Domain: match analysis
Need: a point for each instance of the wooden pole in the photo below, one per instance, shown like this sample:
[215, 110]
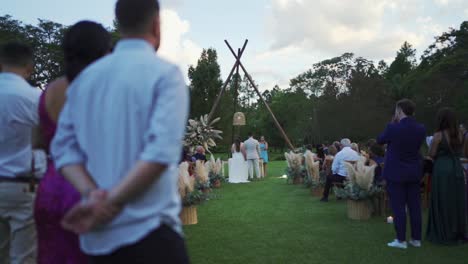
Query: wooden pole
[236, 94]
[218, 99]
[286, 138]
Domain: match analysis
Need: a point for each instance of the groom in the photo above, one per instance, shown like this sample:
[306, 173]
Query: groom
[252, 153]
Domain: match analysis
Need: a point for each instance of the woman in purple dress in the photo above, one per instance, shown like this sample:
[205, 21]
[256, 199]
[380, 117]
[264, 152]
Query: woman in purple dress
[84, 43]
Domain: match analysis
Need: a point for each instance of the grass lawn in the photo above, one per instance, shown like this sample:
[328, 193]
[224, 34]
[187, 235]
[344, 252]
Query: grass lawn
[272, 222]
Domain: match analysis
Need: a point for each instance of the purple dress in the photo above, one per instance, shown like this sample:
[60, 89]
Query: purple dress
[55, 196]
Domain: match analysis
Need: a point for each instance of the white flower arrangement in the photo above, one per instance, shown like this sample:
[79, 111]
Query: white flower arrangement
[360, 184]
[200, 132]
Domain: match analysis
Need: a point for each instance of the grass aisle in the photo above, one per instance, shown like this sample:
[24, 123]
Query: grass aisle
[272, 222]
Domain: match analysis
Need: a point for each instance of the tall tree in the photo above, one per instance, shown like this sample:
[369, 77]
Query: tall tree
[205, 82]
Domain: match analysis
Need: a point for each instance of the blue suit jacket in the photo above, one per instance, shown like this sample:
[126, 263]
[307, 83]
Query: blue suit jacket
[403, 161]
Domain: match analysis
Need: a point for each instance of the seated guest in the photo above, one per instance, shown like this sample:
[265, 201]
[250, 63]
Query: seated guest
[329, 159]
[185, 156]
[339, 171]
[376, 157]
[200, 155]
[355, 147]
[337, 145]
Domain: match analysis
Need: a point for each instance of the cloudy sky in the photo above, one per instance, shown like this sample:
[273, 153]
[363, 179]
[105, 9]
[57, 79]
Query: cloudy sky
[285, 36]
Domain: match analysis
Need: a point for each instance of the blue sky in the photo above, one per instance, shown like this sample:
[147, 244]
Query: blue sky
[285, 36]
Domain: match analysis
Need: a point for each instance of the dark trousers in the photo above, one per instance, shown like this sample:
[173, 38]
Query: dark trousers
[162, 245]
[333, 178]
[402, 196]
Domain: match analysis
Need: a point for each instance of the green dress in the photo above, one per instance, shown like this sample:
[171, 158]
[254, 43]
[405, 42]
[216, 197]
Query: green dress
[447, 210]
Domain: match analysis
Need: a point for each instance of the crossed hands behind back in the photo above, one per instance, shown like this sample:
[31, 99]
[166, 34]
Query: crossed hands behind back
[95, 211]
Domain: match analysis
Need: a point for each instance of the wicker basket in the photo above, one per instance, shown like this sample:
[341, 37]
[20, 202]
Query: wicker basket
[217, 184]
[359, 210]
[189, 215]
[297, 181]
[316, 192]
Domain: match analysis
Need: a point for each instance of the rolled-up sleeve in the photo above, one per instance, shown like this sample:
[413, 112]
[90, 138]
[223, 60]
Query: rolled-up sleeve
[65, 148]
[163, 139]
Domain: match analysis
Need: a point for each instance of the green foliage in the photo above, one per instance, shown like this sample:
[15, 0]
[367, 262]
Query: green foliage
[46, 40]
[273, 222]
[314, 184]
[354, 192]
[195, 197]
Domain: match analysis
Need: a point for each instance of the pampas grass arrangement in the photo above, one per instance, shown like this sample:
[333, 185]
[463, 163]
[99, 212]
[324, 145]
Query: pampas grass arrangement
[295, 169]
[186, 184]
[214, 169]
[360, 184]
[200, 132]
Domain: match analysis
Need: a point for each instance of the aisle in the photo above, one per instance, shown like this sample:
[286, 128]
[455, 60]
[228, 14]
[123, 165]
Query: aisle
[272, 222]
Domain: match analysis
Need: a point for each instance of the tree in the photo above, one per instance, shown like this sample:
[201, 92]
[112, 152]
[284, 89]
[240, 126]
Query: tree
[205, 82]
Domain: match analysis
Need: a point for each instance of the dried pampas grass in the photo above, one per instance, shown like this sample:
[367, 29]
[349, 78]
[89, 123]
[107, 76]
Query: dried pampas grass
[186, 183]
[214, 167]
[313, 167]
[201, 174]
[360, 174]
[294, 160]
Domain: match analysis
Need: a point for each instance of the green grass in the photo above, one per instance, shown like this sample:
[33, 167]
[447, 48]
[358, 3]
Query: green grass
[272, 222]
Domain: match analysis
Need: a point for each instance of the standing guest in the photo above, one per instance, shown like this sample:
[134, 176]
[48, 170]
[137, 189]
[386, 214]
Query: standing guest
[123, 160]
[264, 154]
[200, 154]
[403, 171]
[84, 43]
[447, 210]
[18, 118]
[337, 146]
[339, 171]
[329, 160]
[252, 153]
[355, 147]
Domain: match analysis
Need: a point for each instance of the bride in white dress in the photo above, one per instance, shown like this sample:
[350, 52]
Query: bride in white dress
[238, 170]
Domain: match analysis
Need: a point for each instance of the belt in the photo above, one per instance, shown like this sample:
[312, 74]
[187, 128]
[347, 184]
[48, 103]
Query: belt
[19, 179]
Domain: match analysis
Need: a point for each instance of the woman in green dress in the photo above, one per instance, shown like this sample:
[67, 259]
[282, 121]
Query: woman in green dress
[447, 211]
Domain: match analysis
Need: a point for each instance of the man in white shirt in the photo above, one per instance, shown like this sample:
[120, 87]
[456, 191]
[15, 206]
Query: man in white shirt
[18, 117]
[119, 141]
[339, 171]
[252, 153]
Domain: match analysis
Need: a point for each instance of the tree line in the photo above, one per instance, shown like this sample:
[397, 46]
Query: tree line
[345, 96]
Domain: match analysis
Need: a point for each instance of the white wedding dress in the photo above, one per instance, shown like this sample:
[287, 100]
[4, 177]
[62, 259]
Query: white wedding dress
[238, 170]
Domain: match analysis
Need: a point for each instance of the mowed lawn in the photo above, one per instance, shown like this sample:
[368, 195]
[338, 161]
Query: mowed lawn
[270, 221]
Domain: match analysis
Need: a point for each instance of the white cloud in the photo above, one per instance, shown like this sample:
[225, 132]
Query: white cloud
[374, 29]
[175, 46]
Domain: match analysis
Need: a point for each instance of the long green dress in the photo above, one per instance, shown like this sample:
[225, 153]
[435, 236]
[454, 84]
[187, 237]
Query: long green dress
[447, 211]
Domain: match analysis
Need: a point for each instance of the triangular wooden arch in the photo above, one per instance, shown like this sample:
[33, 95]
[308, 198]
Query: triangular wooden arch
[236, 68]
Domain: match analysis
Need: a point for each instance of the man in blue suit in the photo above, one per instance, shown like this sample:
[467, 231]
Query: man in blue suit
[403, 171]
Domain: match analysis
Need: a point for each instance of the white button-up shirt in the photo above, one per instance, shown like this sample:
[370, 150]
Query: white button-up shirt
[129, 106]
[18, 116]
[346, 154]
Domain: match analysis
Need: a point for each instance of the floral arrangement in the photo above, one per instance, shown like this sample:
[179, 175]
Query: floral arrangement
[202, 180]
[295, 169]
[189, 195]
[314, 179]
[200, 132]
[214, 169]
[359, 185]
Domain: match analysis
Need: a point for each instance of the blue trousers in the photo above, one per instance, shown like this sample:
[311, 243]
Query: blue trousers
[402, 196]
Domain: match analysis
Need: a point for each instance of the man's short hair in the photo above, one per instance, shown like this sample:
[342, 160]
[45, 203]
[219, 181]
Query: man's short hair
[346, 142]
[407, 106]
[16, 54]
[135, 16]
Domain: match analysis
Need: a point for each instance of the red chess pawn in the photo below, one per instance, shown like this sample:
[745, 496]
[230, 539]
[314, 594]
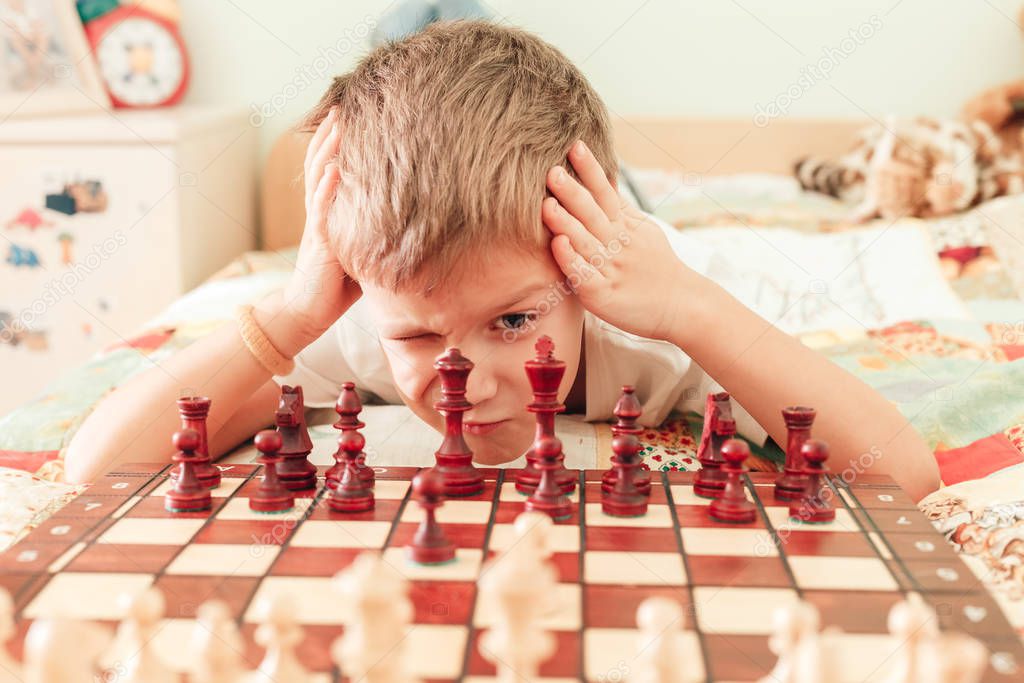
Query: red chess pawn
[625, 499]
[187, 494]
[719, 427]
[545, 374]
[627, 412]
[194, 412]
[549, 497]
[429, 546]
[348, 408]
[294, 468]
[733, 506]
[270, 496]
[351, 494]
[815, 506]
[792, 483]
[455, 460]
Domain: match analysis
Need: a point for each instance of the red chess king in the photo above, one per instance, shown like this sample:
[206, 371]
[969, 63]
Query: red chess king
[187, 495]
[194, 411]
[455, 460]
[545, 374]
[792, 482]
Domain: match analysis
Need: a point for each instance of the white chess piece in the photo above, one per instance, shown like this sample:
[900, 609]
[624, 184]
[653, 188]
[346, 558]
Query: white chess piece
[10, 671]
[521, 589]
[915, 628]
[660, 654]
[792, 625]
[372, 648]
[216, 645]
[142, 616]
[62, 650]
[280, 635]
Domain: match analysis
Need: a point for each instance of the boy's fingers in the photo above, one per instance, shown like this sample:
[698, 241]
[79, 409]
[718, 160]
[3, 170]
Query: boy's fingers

• • • • • • •

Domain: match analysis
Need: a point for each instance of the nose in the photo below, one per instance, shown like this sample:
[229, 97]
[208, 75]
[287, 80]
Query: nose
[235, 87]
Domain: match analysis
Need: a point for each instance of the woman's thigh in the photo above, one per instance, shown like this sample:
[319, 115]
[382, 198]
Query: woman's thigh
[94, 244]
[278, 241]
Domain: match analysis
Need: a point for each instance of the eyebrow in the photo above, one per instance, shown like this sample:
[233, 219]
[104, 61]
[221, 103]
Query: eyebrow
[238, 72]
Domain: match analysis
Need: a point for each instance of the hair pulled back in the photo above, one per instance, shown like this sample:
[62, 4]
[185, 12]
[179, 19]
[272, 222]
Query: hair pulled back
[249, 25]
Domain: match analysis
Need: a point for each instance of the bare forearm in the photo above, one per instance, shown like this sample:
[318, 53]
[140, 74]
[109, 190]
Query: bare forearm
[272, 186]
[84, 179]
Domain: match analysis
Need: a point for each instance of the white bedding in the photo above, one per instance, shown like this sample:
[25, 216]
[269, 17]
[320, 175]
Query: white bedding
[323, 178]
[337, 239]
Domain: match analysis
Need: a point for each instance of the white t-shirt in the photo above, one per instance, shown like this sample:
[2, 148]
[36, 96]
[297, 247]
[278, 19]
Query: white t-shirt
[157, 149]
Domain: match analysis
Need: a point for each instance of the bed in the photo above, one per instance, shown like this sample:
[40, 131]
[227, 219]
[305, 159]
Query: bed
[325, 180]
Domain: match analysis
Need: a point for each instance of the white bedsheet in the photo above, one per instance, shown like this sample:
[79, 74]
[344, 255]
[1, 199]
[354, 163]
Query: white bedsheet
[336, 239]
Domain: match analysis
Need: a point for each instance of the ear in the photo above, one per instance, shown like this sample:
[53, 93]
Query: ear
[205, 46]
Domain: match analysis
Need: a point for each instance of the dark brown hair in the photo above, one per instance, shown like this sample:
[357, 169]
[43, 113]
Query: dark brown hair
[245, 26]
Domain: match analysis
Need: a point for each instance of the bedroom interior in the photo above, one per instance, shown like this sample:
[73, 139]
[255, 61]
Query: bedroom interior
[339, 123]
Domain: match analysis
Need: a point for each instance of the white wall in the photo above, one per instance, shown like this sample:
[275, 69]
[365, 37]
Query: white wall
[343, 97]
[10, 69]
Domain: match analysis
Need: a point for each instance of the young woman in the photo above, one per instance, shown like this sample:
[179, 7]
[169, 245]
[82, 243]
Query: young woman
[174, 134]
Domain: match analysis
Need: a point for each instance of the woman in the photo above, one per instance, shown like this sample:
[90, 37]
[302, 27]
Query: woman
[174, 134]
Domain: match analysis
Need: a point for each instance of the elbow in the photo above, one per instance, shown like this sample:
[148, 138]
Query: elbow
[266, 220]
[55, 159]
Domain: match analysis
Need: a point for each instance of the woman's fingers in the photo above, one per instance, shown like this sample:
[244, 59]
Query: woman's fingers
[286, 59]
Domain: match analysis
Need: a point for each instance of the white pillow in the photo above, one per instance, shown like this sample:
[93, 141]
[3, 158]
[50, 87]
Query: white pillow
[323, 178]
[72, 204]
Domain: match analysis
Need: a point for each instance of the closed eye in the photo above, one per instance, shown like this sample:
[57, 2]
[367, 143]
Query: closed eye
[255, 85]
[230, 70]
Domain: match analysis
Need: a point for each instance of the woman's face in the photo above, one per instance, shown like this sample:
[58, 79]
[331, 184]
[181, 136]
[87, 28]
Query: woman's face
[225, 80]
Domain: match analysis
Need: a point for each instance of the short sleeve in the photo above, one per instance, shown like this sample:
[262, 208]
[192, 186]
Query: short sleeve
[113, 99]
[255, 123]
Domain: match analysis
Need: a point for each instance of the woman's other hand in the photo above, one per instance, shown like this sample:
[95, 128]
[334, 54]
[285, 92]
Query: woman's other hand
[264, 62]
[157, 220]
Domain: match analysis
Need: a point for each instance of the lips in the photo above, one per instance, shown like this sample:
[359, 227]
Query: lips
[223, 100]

• • • • • • •

→ Stated exercise
Pick out each line above that contains the word "thigh" and copy every such line in full.

→ Written response
Need: a point for each instance of the woman's thigh in the photo above, one per instance, shown like this sample:
Query: woman's thigh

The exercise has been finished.